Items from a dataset
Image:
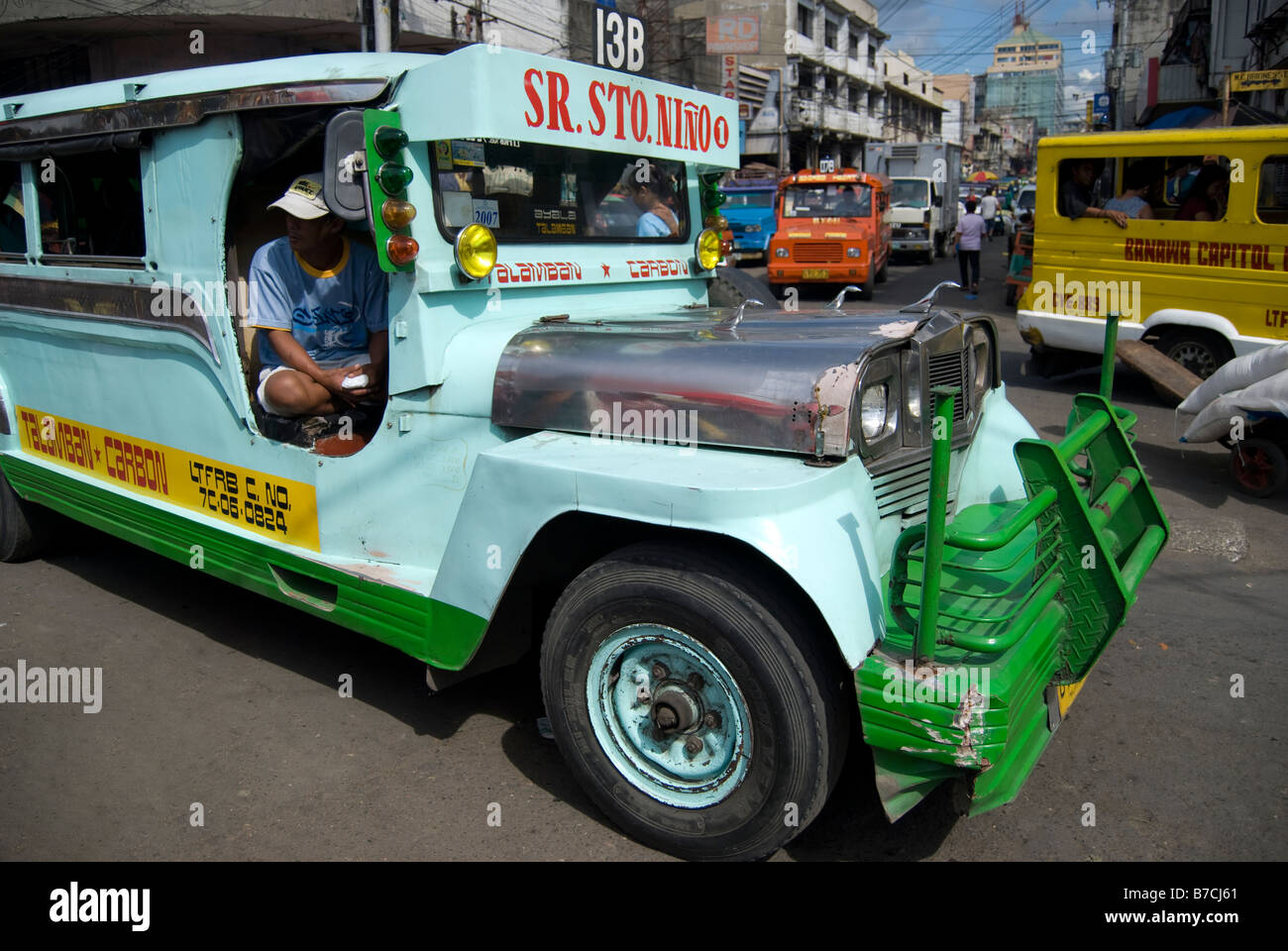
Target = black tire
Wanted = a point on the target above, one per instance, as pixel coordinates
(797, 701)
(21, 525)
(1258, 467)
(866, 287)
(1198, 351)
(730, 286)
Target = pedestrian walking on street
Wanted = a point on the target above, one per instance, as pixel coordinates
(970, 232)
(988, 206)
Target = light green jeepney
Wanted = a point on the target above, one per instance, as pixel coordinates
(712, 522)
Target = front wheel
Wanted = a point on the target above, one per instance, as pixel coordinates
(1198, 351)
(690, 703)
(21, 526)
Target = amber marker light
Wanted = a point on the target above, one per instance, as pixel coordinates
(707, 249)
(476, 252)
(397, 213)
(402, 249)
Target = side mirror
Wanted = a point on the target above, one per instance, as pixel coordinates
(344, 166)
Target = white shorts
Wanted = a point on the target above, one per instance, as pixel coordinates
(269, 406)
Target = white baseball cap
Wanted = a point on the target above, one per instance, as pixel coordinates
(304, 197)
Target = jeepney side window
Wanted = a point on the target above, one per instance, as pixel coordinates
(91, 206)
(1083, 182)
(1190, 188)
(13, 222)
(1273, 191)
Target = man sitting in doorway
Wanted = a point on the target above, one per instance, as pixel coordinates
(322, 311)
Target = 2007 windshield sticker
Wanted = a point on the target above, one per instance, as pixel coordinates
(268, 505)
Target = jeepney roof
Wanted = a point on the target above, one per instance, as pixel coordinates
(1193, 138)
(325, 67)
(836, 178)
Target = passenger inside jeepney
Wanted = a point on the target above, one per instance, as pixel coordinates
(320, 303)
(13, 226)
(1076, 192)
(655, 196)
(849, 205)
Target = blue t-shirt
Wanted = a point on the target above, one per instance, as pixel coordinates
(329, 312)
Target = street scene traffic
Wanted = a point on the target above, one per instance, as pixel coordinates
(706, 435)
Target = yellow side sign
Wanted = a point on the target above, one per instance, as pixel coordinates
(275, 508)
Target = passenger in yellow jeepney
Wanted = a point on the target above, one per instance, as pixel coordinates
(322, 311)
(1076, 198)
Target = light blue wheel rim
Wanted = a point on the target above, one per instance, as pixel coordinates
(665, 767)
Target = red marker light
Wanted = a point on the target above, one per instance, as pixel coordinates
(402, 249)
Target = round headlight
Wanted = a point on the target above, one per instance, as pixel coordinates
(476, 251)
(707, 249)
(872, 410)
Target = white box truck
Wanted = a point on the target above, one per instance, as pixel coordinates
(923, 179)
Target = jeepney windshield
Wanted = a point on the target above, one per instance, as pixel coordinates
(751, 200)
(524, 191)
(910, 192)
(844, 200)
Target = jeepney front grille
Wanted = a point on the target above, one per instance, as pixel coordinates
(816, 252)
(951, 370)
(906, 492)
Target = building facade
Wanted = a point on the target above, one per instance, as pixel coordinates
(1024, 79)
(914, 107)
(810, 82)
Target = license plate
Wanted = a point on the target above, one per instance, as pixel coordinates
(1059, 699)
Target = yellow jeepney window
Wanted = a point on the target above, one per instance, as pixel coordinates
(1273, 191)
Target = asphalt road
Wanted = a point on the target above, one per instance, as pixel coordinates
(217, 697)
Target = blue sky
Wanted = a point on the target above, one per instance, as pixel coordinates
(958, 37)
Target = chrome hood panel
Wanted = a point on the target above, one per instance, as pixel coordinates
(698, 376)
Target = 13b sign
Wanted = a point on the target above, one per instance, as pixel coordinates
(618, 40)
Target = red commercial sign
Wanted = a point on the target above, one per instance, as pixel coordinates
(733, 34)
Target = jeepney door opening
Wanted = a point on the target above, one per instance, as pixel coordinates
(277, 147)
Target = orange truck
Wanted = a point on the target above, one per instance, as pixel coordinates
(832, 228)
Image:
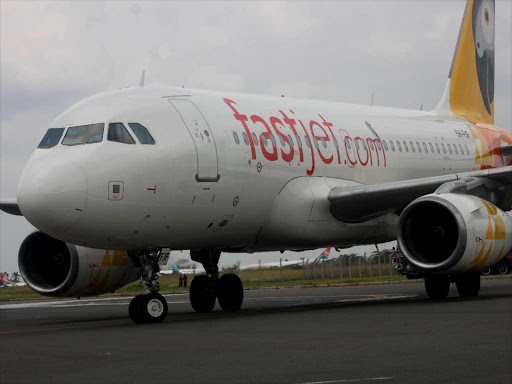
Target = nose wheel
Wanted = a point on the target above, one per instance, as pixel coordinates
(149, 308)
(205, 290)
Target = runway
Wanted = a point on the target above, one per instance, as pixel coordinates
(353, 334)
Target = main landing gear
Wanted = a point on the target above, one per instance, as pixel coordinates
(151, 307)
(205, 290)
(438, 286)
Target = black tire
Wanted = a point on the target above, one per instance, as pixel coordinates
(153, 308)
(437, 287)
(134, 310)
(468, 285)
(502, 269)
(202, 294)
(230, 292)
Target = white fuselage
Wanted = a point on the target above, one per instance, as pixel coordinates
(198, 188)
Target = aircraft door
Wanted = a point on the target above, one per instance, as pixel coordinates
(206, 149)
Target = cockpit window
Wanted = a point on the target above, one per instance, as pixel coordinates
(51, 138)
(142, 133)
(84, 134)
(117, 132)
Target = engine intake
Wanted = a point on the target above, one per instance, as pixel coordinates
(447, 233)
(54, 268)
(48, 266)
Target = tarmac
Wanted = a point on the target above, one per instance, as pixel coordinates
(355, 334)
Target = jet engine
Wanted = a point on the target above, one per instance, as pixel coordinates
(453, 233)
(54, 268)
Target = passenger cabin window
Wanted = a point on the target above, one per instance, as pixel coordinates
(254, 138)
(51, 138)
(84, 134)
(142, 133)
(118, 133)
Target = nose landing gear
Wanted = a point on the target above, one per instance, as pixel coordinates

◆ **OBJECTIVE**:
Retype the records exactly. Any image in them should not appear in what you write.

◆ **RESPONSE TO THE EXERCISE**:
Image:
Target = black tire
Wanted = a point on the target above, one per instance, as pixel coordinates
(797, 701)
(21, 525)
(1258, 467)
(866, 287)
(1198, 351)
(730, 286)
Target = pedestrian walking on street
Wanted = a point on the target above, one per instance, as pixel coordinates
(970, 232)
(988, 206)
Target = light green jeepney
Wanted = a point on the target above, one per instance, as pixel coordinates
(712, 522)
Target = front wheel
Wanted = a point on the target above, one per instance, as pixel coordinates
(1198, 351)
(690, 703)
(21, 526)
Target = amber marker light
Wanted = a point on the target above, one per instance, as pixel coordinates
(707, 249)
(476, 252)
(397, 213)
(402, 249)
Target = side mirror
Wanted = a point on the target above, one per instance, as pixel coordinates
(344, 166)
Target = white shorts
Wanted = a point on the target above, one per instance, as pixel coordinates
(269, 406)
Target = white baseball cap
Wanted = a point on the target above, one per instance, as pixel coordinates
(304, 197)
Target = jeepney side window
Wanted = a point on the target above, one per instance, as pixel coordinates
(91, 206)
(1083, 182)
(1190, 188)
(13, 222)
(1273, 191)
Target = man sitting in doorway
Wanted = a point on the target above, one per instance, as pixel coordinates
(322, 311)
Target = 2007 windshield sticker
Wanted = a point on the target above, one per instance, as pixel coordinates
(268, 505)
Target = jeepney roof
Wanted = a point on the target above, one per instance, as pixel coordinates
(1193, 138)
(325, 67)
(836, 178)
Target = passenger inside jeepney
Wanted = a point on the target above, one per instance, as pixel coordinates
(320, 303)
(13, 226)
(1076, 192)
(655, 196)
(849, 205)
Target = blue t-shirt
Wanted = a point on the target above, one per instance, as pixel coordinates
(329, 312)
Target = street scene traffic
Wanted = a point on the target above, one per instance, as pixel coordinates
(706, 435)
Target = yellow side sign
Wanted = a point on the target above, one per instance, as pixel coordinates
(275, 508)
Target = passenger in yellow jeepney
Wanted = a point on the target above, one per instance, as pixel coordinates
(322, 311)
(1076, 198)
Target = light blue wheel rim
Wanted = a point on the target above, one per instance, as pixel coordinates
(665, 767)
Target = red marker light
Wanted = a point on the target above, one per instance, as pixel coordinates
(402, 249)
Target = round headlight
Wanted = a point on the target above, one per instance, as pixel coordinates
(476, 251)
(707, 249)
(872, 410)
Target = white box truck
Wanted = a point on the target above, one per instance, as pixel coordinates
(923, 179)
Target = jeepney windshield
Wanted = a point on the target above, one per instance, as pixel coordinates
(751, 200)
(524, 191)
(910, 192)
(844, 200)
Target = jeepney front grille
Wanted = a point on the target above, one per instance, as pixel coordinates
(816, 252)
(951, 370)
(906, 492)
Target = building facade
Wanted = a point on the target above, one per instance, as pixel coordinates
(1024, 79)
(914, 107)
(810, 82)
Target = license plate
Wanted = a point on the target above, one per instance, as pixel coordinates
(1059, 699)
Target = yellow jeepney window
Wanted = a point on the target above, one per instance, as pixel coordinates
(1273, 191)
Target = asphalt road
Wanted = a point on the target above, one per instance, as pixel coordinates
(217, 697)
Target = blue sky
Wanted = a point on the target above, one per instance, as pixel coordinates
(958, 37)
Target = chrome hood panel
Wanted = a point on the target above, one per instance, as pixel coordinates
(698, 376)
Target = 13b sign
Wanted = a point on the target above, one per instance, as pixel coordinates
(618, 40)
Target = red commercial sign
Wanted = a point on the target above, one per instance, as pixel coordinates
(733, 34)
Target = jeepney door opening
Wanted = a point on the target above, one per instance, as pixel coordinates
(277, 147)
Target = orange truck
Wanted = a point on the target above, one per instance, as pixel coordinates
(832, 228)
Image:
Target = nose wheel
Wanted = a point on the target above, one per instance, as pixel coordinates
(149, 308)
(205, 290)
Target = runway
Wanted = a point on the target above, one per instance, as pixel coordinates
(353, 334)
Target = main landing gear
Wanted = a point on the target above, one per instance, as pixel coordinates
(151, 307)
(205, 290)
(438, 286)
Target = black tire
Wanted = a point on the target above, one per instance, as pixel coordinates
(153, 308)
(437, 287)
(134, 310)
(468, 285)
(502, 269)
(202, 294)
(230, 292)
Target = white fuselage
Wanted = a point on the target above, one per instance, as pixel coordinates
(198, 188)
Target = aircraft door
Wanted = a point on the target above, one per instance, as pixel coordinates
(206, 149)
Target = cockpit window
Wanted = a point on the target above, one per instance, as pixel coordinates
(51, 138)
(142, 133)
(84, 134)
(117, 132)
Target = engine intake
Wanted = a point on the target above, one per instance, as pixel coordinates
(447, 233)
(54, 268)
(48, 266)
Target = tarmac
Wanted = a point on the target above, one per instance, as pixel coordinates
(355, 334)
Target = jet engine
Wanted = a point on the target above, one per instance, as pixel coordinates
(453, 233)
(54, 268)
Target = passenger cabin window
Wanted = a point on the target above, one per instance, as pixel coordinates
(254, 138)
(51, 138)
(84, 134)
(142, 133)
(118, 133)
Target = nose landing gear
Wanted = a point on the target above, one per instance, as pixel coordinates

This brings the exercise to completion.